Start of Source material
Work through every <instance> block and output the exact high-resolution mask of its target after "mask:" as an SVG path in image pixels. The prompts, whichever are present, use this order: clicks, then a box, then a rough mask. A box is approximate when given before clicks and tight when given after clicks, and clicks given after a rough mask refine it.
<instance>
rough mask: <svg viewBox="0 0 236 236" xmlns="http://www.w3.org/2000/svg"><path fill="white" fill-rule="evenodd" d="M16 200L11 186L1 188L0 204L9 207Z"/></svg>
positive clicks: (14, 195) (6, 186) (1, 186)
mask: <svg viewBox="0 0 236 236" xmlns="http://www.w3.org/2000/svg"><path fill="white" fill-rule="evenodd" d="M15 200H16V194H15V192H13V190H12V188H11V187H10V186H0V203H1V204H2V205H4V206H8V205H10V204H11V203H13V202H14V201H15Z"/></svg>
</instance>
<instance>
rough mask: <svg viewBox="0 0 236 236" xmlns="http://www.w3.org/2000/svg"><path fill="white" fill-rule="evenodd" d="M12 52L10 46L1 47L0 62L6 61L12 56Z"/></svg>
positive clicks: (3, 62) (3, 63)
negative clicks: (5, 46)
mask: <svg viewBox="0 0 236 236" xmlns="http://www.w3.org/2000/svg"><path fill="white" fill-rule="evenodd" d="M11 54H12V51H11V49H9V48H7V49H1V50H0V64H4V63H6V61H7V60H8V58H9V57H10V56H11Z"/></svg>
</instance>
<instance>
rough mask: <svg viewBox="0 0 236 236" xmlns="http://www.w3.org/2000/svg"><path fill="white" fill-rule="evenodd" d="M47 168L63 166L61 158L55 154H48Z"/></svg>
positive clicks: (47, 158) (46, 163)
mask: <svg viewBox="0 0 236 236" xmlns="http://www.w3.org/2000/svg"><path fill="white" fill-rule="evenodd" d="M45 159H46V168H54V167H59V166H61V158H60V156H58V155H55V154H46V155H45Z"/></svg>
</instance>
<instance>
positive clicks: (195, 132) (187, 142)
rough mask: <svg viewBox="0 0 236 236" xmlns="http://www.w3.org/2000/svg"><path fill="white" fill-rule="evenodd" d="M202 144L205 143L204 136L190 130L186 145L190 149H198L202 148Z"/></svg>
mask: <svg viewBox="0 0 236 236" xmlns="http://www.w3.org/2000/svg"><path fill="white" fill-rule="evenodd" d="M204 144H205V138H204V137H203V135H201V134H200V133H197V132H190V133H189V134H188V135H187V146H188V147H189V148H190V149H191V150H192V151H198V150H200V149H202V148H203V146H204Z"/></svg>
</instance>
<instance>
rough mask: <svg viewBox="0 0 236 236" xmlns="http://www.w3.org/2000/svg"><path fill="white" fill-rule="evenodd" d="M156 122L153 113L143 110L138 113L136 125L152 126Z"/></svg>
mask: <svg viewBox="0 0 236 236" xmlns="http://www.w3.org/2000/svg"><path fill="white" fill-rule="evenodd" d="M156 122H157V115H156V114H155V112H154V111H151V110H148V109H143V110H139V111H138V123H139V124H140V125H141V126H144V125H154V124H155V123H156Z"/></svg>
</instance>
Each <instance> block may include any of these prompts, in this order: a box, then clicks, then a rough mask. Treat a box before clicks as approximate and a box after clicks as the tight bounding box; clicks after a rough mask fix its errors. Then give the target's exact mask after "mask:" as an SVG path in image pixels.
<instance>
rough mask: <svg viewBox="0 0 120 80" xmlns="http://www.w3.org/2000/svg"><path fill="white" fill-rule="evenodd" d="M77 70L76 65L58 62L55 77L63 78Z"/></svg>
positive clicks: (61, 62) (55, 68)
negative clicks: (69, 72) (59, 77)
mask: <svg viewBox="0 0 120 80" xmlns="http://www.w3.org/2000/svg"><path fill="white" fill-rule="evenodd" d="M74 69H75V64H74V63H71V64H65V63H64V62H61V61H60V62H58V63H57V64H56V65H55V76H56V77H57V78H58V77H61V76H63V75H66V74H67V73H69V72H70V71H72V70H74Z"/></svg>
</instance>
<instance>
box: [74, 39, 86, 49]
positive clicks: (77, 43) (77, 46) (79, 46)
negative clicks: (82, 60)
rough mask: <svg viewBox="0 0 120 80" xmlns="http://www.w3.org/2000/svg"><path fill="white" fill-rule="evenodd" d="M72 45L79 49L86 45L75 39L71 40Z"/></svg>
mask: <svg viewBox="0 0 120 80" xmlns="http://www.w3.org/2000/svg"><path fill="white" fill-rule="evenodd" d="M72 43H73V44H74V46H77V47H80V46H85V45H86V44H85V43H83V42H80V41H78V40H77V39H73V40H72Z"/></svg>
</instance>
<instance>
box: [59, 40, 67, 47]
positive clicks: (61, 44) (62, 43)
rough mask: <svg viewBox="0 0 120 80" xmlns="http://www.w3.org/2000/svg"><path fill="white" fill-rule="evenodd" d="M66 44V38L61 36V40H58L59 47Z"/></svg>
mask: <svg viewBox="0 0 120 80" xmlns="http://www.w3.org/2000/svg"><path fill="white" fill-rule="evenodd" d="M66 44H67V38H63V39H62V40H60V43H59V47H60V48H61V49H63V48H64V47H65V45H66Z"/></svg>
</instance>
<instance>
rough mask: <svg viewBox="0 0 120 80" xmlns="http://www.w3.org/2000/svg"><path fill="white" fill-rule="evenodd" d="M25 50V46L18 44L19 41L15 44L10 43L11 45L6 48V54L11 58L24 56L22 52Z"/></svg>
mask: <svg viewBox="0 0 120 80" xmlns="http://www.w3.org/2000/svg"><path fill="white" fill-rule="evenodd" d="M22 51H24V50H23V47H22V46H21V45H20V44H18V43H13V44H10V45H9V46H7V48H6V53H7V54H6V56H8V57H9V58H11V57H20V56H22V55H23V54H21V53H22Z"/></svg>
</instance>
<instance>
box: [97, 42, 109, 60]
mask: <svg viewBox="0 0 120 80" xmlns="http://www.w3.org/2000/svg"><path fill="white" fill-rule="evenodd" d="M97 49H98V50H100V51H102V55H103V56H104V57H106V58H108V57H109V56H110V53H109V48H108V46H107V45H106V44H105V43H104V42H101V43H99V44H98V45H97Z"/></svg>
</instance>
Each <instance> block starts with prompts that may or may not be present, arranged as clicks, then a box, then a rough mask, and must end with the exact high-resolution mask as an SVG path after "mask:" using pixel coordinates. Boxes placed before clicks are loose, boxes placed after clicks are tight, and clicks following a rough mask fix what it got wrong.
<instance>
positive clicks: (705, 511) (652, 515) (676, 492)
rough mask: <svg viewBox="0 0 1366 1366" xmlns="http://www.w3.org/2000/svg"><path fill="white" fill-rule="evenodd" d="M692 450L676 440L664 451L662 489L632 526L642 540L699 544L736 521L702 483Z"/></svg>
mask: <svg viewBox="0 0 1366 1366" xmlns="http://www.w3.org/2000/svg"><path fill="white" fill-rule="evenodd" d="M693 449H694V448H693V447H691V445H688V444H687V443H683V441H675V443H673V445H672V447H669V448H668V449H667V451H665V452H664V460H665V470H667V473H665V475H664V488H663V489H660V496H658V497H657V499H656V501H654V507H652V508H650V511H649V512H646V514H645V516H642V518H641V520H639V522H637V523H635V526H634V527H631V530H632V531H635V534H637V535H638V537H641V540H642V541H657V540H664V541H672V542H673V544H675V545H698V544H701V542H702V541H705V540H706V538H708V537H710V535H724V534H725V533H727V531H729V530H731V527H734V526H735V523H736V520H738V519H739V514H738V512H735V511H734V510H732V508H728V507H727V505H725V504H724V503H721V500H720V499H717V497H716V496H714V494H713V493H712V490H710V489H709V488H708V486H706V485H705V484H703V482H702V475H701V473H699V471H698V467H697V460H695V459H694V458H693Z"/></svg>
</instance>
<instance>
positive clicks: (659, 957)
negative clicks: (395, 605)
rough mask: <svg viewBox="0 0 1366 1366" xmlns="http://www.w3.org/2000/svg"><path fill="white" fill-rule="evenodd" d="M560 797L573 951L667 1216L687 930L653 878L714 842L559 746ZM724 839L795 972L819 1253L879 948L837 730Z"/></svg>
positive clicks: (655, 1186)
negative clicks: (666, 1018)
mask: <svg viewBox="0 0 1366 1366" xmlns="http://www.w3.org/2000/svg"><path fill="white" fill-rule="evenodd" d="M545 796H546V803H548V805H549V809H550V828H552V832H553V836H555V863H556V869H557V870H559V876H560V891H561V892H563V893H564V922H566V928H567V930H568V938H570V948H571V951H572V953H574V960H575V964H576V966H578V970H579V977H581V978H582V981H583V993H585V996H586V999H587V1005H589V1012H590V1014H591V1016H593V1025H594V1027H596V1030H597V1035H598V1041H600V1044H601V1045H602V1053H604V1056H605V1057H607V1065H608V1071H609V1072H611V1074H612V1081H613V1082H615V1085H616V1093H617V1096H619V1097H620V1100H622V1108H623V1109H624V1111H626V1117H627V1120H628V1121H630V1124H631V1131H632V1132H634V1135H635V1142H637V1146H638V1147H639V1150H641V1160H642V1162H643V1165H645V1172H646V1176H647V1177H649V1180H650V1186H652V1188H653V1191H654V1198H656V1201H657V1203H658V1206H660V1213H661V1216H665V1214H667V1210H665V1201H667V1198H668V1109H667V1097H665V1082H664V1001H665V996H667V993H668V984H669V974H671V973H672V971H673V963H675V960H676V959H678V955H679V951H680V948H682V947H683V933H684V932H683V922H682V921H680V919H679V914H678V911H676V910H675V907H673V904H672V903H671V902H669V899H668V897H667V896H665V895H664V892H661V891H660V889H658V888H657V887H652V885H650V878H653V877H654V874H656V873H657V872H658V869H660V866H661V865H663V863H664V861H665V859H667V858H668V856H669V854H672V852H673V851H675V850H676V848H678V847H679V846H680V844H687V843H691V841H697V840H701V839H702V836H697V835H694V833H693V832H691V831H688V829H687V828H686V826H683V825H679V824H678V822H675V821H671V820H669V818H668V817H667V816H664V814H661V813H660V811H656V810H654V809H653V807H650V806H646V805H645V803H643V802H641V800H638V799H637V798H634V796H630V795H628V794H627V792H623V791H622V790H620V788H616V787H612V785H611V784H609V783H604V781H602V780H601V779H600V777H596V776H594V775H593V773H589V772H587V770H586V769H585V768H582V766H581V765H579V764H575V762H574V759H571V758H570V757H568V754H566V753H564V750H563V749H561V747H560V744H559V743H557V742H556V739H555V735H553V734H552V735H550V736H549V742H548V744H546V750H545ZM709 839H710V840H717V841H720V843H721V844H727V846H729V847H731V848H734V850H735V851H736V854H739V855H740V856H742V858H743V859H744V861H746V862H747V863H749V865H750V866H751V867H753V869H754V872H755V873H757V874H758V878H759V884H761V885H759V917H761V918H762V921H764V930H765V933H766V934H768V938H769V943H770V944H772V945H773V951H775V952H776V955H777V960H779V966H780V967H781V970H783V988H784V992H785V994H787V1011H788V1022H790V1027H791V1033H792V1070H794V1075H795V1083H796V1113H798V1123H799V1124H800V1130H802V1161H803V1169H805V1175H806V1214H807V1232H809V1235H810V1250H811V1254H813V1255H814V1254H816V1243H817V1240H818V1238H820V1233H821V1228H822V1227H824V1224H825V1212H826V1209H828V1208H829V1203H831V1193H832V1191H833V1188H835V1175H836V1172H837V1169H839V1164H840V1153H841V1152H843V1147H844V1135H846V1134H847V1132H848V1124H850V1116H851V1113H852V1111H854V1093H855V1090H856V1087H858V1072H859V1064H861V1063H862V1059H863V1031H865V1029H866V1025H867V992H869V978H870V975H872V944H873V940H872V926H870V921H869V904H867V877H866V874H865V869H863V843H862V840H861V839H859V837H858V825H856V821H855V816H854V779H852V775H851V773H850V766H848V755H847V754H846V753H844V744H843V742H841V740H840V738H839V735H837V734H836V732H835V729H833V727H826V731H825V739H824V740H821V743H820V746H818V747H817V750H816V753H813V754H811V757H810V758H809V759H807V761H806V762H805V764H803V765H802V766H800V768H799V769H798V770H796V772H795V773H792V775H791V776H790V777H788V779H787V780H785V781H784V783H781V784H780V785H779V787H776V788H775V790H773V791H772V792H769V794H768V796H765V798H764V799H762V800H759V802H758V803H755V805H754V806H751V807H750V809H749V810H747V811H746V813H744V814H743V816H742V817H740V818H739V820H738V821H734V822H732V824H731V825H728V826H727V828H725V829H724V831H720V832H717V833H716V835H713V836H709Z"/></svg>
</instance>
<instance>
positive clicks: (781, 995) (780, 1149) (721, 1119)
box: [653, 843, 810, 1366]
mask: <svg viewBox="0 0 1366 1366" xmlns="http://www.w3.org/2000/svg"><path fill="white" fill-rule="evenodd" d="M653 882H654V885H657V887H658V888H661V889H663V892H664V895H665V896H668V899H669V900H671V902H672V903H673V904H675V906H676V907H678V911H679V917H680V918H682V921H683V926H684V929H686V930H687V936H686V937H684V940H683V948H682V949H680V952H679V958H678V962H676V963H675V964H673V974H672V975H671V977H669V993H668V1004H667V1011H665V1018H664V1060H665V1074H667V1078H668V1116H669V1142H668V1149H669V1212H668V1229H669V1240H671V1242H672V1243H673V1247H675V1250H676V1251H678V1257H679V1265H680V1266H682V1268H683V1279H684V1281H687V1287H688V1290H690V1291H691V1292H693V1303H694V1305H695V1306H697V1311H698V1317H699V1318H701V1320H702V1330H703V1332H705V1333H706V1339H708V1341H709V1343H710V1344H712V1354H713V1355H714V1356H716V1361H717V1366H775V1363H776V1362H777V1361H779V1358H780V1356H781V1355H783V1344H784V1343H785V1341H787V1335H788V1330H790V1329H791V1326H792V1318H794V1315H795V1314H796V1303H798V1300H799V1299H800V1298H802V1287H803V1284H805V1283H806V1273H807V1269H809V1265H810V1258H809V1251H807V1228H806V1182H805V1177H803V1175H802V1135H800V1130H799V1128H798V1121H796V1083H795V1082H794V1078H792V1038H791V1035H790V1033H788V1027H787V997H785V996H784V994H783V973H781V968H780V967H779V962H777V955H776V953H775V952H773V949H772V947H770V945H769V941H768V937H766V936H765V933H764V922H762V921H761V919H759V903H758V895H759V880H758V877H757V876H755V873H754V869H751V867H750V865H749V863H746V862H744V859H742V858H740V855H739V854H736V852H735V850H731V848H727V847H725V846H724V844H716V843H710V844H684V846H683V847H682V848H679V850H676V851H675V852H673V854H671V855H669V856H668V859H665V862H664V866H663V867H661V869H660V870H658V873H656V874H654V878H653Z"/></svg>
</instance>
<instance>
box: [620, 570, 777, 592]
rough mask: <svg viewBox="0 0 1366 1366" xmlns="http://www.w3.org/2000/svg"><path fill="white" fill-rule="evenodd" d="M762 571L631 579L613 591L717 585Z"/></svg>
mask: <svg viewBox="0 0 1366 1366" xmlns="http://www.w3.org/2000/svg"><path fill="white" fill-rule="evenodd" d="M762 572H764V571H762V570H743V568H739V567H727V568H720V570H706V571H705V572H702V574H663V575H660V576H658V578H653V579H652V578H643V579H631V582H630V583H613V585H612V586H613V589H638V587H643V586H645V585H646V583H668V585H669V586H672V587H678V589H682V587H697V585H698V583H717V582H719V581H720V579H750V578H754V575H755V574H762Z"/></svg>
End of Source material
**Requirement**
Please show every line of the rows above that contains the word "negative", with case counting.

**Exercise solution**
negative clicks: (5, 46)
negative clicks: (69, 72) (59, 77)
negative clicks: (82, 60)
negative clicks: (395, 605)
negative clicks: (666, 1018)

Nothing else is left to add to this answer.